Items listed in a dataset
-*-

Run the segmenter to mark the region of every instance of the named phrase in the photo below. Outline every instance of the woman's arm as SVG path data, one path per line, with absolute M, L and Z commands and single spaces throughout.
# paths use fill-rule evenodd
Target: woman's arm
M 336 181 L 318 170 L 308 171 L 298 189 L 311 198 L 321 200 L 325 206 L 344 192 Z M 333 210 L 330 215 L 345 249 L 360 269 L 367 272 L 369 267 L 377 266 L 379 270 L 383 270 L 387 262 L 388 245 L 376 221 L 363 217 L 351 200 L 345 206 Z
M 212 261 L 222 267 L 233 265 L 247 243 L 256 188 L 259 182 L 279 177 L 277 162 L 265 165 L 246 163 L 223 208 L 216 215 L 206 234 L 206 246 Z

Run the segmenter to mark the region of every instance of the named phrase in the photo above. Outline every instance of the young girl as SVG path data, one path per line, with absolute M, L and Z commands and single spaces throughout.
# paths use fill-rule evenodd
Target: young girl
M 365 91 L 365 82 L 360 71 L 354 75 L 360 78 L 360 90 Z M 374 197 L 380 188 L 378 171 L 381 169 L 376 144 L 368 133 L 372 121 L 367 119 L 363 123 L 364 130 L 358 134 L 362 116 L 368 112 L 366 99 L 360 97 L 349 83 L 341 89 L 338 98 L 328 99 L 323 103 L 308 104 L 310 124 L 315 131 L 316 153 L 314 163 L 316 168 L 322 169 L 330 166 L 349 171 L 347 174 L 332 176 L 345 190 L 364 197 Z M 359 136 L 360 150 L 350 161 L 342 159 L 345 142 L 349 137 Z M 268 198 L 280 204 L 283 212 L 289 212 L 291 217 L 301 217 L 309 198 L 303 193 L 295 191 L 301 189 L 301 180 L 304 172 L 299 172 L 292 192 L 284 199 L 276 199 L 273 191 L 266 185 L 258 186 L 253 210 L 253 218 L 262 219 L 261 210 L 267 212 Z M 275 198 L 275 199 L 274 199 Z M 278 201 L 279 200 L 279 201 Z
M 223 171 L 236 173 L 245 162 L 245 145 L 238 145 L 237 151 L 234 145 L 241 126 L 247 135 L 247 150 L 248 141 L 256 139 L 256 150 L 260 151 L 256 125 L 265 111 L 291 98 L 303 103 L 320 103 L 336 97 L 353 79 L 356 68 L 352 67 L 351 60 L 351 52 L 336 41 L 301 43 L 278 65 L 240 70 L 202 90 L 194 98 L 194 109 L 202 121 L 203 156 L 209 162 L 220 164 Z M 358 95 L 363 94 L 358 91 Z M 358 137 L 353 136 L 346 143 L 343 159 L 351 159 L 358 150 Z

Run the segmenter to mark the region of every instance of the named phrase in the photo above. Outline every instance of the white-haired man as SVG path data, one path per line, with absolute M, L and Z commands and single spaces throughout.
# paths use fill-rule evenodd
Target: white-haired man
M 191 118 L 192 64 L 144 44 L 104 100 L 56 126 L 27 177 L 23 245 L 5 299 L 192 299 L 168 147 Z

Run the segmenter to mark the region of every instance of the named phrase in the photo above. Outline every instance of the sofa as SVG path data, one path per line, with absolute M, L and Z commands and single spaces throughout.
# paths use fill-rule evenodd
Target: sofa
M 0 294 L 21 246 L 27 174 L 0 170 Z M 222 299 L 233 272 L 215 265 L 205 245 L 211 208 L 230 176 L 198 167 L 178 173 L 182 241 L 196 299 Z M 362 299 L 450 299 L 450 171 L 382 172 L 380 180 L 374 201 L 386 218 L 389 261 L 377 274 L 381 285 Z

-*-

### The task
Find each of the lines above that contains the string "haired", and copy those lines.

### Complete response
Run the segmenter to mark the region of every instance of the named phrase in the photo above. Outline every instance of the white-haired man as SVG path data, one path per line, with absolute M, L and Z commands and single spaces throughout.
Target: white-haired man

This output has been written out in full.